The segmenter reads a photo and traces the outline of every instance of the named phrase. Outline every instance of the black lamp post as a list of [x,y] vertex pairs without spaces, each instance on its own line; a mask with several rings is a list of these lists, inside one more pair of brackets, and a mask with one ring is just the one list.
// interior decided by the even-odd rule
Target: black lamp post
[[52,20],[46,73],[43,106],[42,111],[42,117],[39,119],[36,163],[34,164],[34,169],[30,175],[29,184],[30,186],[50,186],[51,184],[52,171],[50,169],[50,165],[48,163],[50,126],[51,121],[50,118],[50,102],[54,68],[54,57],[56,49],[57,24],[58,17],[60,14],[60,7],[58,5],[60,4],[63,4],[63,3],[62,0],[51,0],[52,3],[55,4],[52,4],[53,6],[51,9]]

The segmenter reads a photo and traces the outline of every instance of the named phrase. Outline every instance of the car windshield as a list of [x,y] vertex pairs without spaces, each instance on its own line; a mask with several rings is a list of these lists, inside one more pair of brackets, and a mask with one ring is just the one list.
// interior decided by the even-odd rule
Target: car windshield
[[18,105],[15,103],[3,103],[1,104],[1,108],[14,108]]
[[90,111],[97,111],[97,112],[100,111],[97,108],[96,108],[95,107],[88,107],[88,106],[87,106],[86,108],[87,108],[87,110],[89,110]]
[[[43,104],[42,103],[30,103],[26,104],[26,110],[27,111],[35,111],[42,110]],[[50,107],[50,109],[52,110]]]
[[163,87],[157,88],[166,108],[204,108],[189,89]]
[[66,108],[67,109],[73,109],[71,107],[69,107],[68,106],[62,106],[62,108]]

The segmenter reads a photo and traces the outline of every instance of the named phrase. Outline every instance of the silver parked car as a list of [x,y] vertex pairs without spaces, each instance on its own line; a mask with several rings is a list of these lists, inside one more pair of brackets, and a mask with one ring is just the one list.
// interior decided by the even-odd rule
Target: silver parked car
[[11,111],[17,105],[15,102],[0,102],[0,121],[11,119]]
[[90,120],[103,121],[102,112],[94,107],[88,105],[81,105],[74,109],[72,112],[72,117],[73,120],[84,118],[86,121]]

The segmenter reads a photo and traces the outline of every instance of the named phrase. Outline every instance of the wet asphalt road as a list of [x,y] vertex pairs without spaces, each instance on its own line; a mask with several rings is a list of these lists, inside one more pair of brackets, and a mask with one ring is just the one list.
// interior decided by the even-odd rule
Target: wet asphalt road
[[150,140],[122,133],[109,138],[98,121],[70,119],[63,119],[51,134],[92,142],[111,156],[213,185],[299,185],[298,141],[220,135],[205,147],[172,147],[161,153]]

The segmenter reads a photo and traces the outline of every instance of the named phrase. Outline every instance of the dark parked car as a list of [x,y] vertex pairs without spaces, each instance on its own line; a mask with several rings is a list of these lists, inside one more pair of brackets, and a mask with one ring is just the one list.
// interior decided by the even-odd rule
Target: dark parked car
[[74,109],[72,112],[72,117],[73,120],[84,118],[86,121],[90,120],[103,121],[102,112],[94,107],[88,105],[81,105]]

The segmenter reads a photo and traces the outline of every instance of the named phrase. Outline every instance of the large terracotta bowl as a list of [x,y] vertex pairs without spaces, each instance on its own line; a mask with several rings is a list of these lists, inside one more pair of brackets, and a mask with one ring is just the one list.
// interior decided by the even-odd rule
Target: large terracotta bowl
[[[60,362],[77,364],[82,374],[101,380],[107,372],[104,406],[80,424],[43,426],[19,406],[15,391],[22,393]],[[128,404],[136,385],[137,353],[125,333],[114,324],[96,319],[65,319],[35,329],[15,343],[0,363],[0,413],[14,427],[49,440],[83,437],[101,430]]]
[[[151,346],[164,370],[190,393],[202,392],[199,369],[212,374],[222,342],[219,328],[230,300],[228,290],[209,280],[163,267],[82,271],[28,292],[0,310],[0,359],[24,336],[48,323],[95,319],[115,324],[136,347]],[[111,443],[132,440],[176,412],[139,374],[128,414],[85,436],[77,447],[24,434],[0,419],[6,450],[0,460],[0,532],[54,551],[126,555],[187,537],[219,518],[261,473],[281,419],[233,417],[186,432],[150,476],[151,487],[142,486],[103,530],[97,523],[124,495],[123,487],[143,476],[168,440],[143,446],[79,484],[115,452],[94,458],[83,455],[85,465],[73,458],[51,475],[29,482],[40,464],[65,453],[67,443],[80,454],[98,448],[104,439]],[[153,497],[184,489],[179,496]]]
-*-*-
● **Exercise description**:
Reproduce all of the material above line for line, without changing a single character.

● **Exercise output**:
The segmenter reads a photo and traces the outline of every instance of the named phrase. Outline every instance of the black lamp post as a list of [x,y] vertex pairs without spaces, each instance on its own line; a mask with several rings is a list of these lists, inside one more pair of brackets, and a mask with one ring is just the one list.
// interior decided by the even-odd rule
Target: black lamp post
[[52,20],[46,73],[43,106],[42,111],[42,117],[39,119],[36,163],[34,164],[34,169],[30,175],[29,184],[30,186],[50,186],[51,184],[52,171],[50,169],[50,165],[48,163],[50,126],[51,121],[50,118],[50,102],[54,68],[54,57],[56,49],[57,24],[58,17],[60,14],[60,7],[58,5],[60,4],[63,4],[63,3],[62,0],[51,0],[52,3],[55,4],[52,4],[53,6],[51,9]]

The segmenter reads a photo and traces the outline of every instance of the named phrase. Outline every instance of the car windshield as a list of [x,y] vertex pairs without spaces, each instance on its own line; a mask with several rings is a list of these lists, inside one more pair of brackets, and a mask with one ring is just the one list.
// interior decided by the even-odd rule
Target: car windshield
[[18,105],[15,103],[3,103],[1,104],[1,108],[14,108]]
[[90,111],[97,111],[97,112],[100,111],[97,108],[96,108],[95,107],[88,107],[88,106],[87,106],[86,108],[87,108],[87,110],[89,110]]
[[[43,104],[42,103],[30,103],[26,104],[26,110],[27,111],[35,111],[42,110]],[[50,107],[50,109],[52,110]]]
[[163,87],[157,88],[166,108],[204,108],[189,89]]
[[66,108],[67,109],[73,109],[71,107],[69,107],[68,106],[62,106],[62,108]]

The segmenter reads a photo and traces the outline of every instance of the named phrase. Outline every instance of the silver parked car as a list of [x,y] vertex pairs without spaces, each instance on its own line; a mask with several rings is a list of these lists, inside one more pair of brackets, and a mask with one ring is just the one list.
// interior decided by the even-odd rule
Target: silver parked car
[[11,111],[17,105],[15,102],[0,102],[0,121],[11,119]]
[[90,120],[103,121],[102,112],[94,107],[88,105],[81,105],[74,109],[72,112],[72,117],[73,120],[84,118],[86,121]]

The segmenter reads a photo and traces the outline of every instance of the named phrase. Outline every instance of the wet asphalt road as a list of [x,y] vertex pairs without spaces, each instance on its own line; a mask with several rings is a list of these lists, inside one more pair of brackets, and a mask with one ring is just the one list.
// interior decided by the even-odd rule
Target: wet asphalt road
[[150,140],[122,133],[109,138],[98,121],[70,119],[63,119],[51,134],[92,142],[111,156],[213,185],[299,185],[298,141],[220,135],[205,147],[172,147],[161,153]]

The segmenter reads a photo and traces the outline of every instance of the named phrase. Outline every instance of the dark parked car as a list of [x,y] vertex pairs without spaces, each instance on its own line; a mask with several rings is a list of these lists, inside one more pair of brackets, and a mask with one ring is just the one list.
// interior decided by the even-odd rule
Target: dark parked car
[[74,109],[72,112],[72,117],[73,120],[84,118],[86,121],[90,120],[103,121],[102,112],[94,107],[88,105],[81,105]]

The segmenter reads a photo and traces the outline of every instance of the named phrase. Outline every instance of the large terracotta bowl as a list of [x,y] vertex pairs without spaces, each instance on its own line; a mask with several rings is a list of these lists, inside one more pair of brackets, and a mask with one ring is just the one list.
// interior decided by the even-odd rule
Target: large terracotta bowl
[[[60,362],[77,364],[82,374],[101,380],[107,372],[104,406],[80,424],[43,426],[19,406],[15,391],[22,393]],[[128,404],[136,385],[137,353],[125,333],[114,324],[96,319],[65,319],[35,329],[15,343],[0,363],[0,413],[14,427],[49,440],[83,437],[101,430]]]
[[[151,346],[164,370],[190,393],[202,392],[199,369],[212,374],[222,342],[219,328],[230,300],[228,290],[209,280],[163,267],[82,271],[28,292],[0,310],[0,359],[24,336],[48,323],[95,319],[115,324],[136,347]],[[111,443],[132,440],[176,412],[139,374],[128,414],[85,436],[77,447],[24,434],[0,419],[6,450],[0,460],[0,532],[54,551],[126,555],[187,537],[219,518],[261,473],[281,419],[233,417],[186,432],[150,476],[151,487],[142,486],[103,530],[97,523],[124,495],[123,487],[143,476],[168,440],[143,446],[79,484],[115,452],[94,458],[83,455],[85,465],[73,458],[51,475],[29,482],[40,464],[65,453],[67,443],[80,454],[98,448],[104,439]],[[153,497],[184,489],[179,496]]]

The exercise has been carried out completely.